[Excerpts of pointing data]
=-=-=
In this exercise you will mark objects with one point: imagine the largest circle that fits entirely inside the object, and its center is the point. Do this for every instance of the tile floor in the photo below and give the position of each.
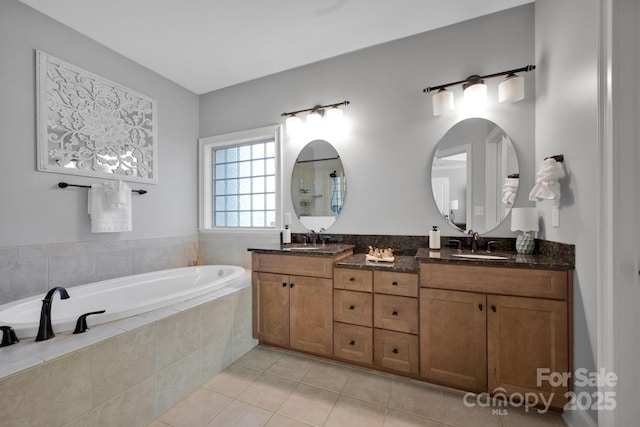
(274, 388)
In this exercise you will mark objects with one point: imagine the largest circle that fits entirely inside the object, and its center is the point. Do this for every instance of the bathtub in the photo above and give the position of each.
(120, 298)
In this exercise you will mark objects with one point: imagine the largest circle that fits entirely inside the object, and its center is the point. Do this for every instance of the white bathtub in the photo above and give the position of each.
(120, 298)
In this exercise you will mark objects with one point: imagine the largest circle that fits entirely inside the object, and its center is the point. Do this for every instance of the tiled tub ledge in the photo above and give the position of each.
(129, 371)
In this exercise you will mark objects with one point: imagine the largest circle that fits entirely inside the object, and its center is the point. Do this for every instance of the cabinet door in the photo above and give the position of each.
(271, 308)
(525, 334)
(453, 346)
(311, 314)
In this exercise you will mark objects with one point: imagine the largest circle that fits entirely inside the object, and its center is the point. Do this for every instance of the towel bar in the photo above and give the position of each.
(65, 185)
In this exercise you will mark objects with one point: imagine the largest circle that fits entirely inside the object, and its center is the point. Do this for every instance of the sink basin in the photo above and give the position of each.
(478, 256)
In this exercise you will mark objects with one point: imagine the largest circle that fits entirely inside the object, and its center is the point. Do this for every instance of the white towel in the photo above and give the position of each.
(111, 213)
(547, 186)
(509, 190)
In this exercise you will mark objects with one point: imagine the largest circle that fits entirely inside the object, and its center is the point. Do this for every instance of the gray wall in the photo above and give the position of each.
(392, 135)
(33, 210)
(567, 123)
=-=-=
Rewrite all of the entries above, swapping every occurrence of "largest circle" for "biggest circle" and leaving everything else unchanged. Leave the pictures out of your version.

In this exercise you will mark objects with one point: imagine the biggest circle that fits entirely inside the object, and its center is the point. Do this for every instance of the tile floor in the photo below and give the position of each.
(274, 388)
In this exercise you will mark objects with one point: imagine the biggest circle that fits entirely inside the object, and its center is the point. Do this for every instance of the bathtub in the photo above and give the position of each.
(120, 298)
In this exercise you will mark objects with one point: imagine the biggest circle that fits entirely inside the object, and its center is the point. Do this for every instance of the white bathtub in the photo above and give the position of each.
(120, 298)
In this exercise you will mark objects with one point: imagine the biggest circle that fits entirely inside the object, and its center is the point. Do this for every instance of the tiled tub ledge in the photo above and give the position of each.
(129, 371)
In this exercise you will mark objects with one point: imagine the biggest circle that fits entirely inside the object, and its center is the point. Do this for every instance of the cabinet door in the photo above and give the position of each.
(271, 308)
(525, 334)
(453, 346)
(311, 314)
In this exercise you will mark objects with one point: imagine the biggest circle that fits entirely inside the object, and its center is the point. Do this for every instance of the towel bar in the photo above and give the position of each.
(65, 185)
In this exercise you will mark objects with one point: imagine the biggest circle that fits entirely inside the object, and its center is the point. Do this for every instance of the sink basin in the photo above and give the position of each.
(478, 256)
In this exercise you will mark objects with one point: imagine the biggest circle that fits entirely inside the object, and its center is the point. Do this for every instance of the white towel in the photo above and give the position of each.
(111, 213)
(547, 186)
(509, 190)
In this exercise you will mark objects with one point: imagine the biggest circle that fits entirely inside the object, and its center is the point. Do this for every instance of the gray wall in the photo above and give the position of each.
(392, 135)
(33, 210)
(567, 123)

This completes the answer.